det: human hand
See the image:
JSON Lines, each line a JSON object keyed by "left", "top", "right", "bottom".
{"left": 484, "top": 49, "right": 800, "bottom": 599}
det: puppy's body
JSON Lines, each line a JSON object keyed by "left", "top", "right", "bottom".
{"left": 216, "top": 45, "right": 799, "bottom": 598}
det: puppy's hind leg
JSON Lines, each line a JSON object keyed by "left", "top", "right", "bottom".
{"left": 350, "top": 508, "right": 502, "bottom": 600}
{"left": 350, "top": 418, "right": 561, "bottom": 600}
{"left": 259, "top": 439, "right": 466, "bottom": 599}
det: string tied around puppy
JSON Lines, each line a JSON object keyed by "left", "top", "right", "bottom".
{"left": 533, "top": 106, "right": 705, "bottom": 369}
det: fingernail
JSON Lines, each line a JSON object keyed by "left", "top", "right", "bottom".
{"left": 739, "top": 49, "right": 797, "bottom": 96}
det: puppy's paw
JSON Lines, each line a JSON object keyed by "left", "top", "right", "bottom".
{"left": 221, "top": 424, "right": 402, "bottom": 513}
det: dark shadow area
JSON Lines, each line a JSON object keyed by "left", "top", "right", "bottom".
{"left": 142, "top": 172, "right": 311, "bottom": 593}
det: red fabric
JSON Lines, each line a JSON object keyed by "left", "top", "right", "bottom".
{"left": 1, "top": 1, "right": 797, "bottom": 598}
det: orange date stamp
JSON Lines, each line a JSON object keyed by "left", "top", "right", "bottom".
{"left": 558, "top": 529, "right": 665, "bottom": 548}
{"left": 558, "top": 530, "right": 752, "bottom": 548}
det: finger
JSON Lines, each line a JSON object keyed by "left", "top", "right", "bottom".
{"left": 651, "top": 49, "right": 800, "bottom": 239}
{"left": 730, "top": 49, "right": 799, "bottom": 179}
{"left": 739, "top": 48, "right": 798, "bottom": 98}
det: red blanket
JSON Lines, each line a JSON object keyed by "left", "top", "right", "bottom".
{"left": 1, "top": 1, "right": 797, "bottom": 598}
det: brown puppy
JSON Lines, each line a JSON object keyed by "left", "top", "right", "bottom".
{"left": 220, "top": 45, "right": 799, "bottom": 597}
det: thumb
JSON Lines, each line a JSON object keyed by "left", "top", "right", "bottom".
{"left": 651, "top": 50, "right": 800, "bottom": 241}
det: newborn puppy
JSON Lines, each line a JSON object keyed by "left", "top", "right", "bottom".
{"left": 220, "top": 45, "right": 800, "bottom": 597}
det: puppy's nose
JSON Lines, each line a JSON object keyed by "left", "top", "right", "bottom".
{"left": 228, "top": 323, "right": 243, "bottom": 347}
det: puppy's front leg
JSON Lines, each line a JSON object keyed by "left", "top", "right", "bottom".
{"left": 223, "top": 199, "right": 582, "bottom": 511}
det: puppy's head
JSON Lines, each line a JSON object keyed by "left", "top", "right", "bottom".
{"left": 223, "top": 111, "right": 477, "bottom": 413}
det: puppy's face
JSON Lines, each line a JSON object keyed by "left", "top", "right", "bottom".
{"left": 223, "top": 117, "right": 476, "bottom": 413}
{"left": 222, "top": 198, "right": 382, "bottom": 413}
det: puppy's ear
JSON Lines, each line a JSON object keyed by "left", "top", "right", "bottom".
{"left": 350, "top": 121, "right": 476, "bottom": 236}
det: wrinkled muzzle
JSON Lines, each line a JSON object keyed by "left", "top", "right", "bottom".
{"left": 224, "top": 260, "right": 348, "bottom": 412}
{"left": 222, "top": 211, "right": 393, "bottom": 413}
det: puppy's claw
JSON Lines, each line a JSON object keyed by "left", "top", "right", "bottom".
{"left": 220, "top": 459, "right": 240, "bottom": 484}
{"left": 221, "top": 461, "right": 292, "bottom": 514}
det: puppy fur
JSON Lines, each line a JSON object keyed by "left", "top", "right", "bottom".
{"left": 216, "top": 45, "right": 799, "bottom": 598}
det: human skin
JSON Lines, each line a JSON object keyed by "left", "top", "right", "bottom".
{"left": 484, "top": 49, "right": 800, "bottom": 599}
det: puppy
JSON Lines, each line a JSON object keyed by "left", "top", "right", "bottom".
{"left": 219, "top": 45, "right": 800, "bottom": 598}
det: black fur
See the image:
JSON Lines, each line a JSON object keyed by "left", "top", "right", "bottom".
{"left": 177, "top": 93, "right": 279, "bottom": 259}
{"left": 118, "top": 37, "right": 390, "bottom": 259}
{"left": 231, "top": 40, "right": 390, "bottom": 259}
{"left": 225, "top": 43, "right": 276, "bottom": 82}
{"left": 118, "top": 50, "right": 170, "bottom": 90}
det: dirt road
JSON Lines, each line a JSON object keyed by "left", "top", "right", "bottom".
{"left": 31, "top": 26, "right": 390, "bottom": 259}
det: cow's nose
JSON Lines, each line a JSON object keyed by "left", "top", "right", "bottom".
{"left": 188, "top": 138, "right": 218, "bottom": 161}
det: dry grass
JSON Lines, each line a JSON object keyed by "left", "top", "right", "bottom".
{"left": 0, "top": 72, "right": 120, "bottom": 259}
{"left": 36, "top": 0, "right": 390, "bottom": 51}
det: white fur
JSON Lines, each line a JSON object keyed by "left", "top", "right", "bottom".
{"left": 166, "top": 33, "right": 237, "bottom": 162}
+--
Exercise brief: One inclusive range is required: first line of the data through the line containing "det: orange date stamp". Set it down exactly and output nothing else.

Your response:
det: human hand
See the image:
JSON Lines, each line a JSON object keyed by "left", "top", "right", "bottom".
{"left": 484, "top": 49, "right": 800, "bottom": 599}
det: puppy's body
JSON Lines, each line a JSON object keyed by "left", "top", "right", "bottom".
{"left": 216, "top": 45, "right": 799, "bottom": 598}
det: puppy's hind leg
JSON Lines, each line a JSON object keyed by "left", "top", "right", "bottom".
{"left": 350, "top": 508, "right": 502, "bottom": 600}
{"left": 350, "top": 418, "right": 561, "bottom": 600}
{"left": 259, "top": 439, "right": 466, "bottom": 599}
det: string tied around puppy
JSON Lines, each line a JSON object keyed by "left", "top", "right", "bottom".
{"left": 533, "top": 106, "right": 705, "bottom": 369}
det: fingernail
JSON Lines, each line a JSON object keyed by "left", "top", "right", "bottom".
{"left": 739, "top": 49, "right": 797, "bottom": 96}
det: puppy's paw
JSON Lines, each line a JSON object keyed by "left", "top", "right", "bottom".
{"left": 221, "top": 424, "right": 402, "bottom": 513}
det: dark shadow area
JSON Lines, each line a JSON object keyed by "left", "top", "right", "bottom".
{"left": 142, "top": 172, "right": 311, "bottom": 593}
det: red fabric
JSON Lines, each line a JSON object keyed by "left", "top", "right", "bottom".
{"left": 1, "top": 1, "right": 797, "bottom": 598}
det: orange date stamp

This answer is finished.